*Supplied text*:
= = = = =

= Bidhan Krishna Sen =

Bengali politician

Bidhan Krishna Sen was a Bengali politician and an accused in the Agartala Conspiracy Case.

==Career==
In 1968, Sen was charged in the Agartala Conspiracy Case and was released in 1969. During that time Sen and Bibhuti Bhushan Chowdhury were the main liaison between Sheikh Mujibur Rahman and the Indian government. He was the Vice-President of the Chittagong District unit of the Awami League.

Sen worked with Sheikh Mujibur Rahman during the Bangladesh Liberation War. Sen was founding member of the Jatiya Samajtantrik Dal. As acting President of the Jatiya Samajtantrik Dal, Sen called for a movement against the Awami League government led by Sheikh Mujibur Rahman on 22 October 1974.

= = = = =

*Questions to answer*:
1. According to the passage on Bidhan Krishna Sen, what post did he hold in the Chittagong District unit of the Awami League?
2. Extend the passage on Bidhan Krishna Sen with new material following its last sentence.
The entries that follow are not needed for either task.

*Data for analysis*:
= = = = =

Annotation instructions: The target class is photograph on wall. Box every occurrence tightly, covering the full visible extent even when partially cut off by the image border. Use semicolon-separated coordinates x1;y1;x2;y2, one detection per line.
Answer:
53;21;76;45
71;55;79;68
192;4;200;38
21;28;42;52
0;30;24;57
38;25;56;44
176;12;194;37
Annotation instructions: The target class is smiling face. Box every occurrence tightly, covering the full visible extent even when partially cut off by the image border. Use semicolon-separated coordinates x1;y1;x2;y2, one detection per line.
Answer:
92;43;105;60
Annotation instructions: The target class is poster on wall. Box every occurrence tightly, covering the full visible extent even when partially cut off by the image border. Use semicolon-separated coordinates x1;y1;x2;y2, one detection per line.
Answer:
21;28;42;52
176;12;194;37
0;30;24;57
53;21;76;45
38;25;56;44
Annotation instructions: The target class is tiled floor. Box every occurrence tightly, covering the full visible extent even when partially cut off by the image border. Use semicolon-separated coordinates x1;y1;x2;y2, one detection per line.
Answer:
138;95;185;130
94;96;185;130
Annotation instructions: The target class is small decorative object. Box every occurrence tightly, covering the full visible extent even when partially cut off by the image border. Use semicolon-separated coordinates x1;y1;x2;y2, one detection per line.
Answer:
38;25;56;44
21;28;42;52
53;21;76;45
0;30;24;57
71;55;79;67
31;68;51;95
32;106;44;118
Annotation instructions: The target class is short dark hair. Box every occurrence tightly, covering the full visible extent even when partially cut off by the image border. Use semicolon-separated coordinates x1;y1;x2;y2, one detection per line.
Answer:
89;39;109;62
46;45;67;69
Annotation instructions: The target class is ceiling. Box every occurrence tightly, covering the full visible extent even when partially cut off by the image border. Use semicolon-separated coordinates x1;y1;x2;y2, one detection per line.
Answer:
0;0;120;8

= = = = =

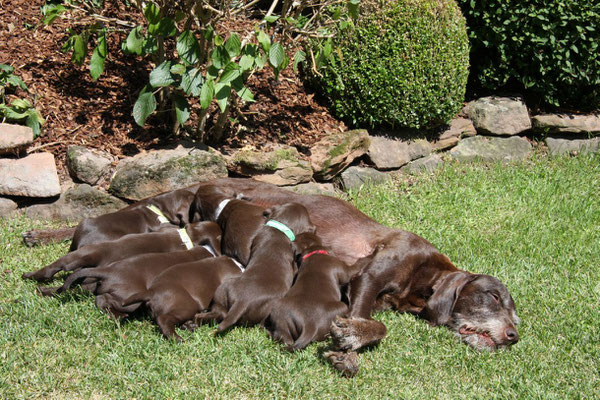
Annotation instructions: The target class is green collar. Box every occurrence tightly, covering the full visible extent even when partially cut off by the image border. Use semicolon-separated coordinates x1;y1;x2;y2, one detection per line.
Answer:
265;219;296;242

= = = = =

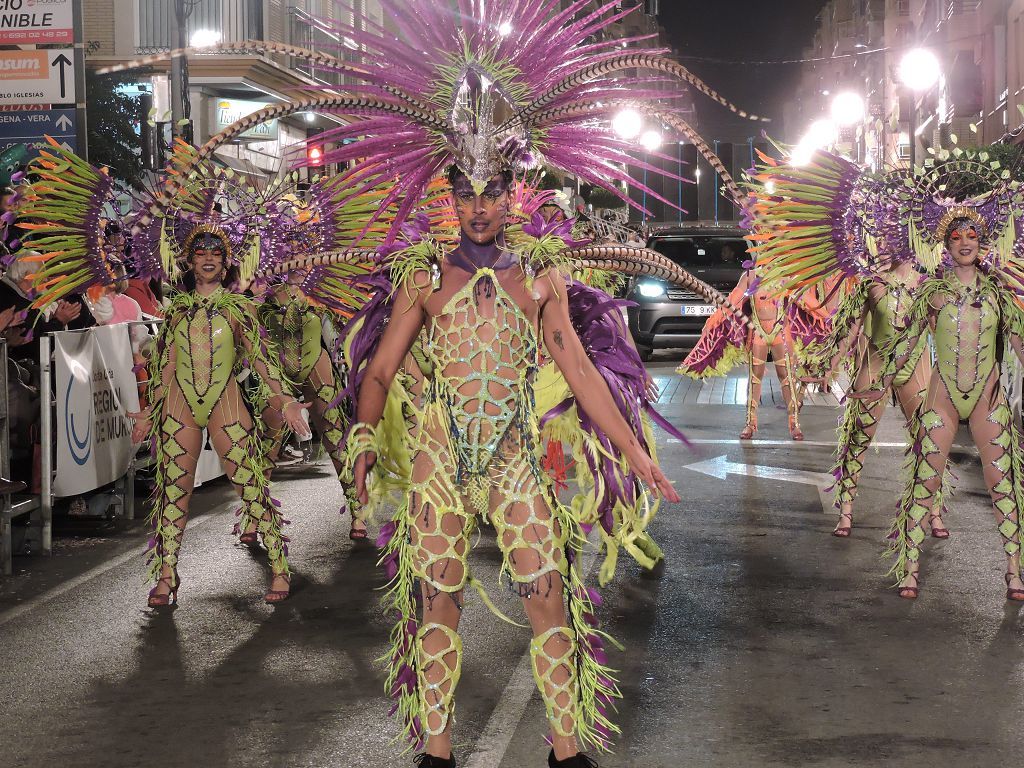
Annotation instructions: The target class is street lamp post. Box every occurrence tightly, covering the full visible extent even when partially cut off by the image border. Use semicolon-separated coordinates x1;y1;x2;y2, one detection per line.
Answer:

= = = = =

*Responses for each task*:
1. He was its Vice-President.

2.
Sen was part of a team of Jatiya Samajtantrik Dal, along with Serajul Alam Khan, that sought to negotiate with the new government formed after the assassination of Sheikh Mujibur Rahman. Following an appeal by Sen and Abdullah Sarkar, Ziaur Rahman lifted the ban imposed on Jatiya Samajtantrik Dal in 1976 and in 1979 the party won 18 seats in the national election held by President Ziaur Rahman. Sen himself was released from prison in 1978 along with other political prisoners.

== Personal life ==
Sen has a son, Shaibal Sen.

== Death ==
Sen died on 3 May 2004 at the National Institute of Cardio-vascular Disease.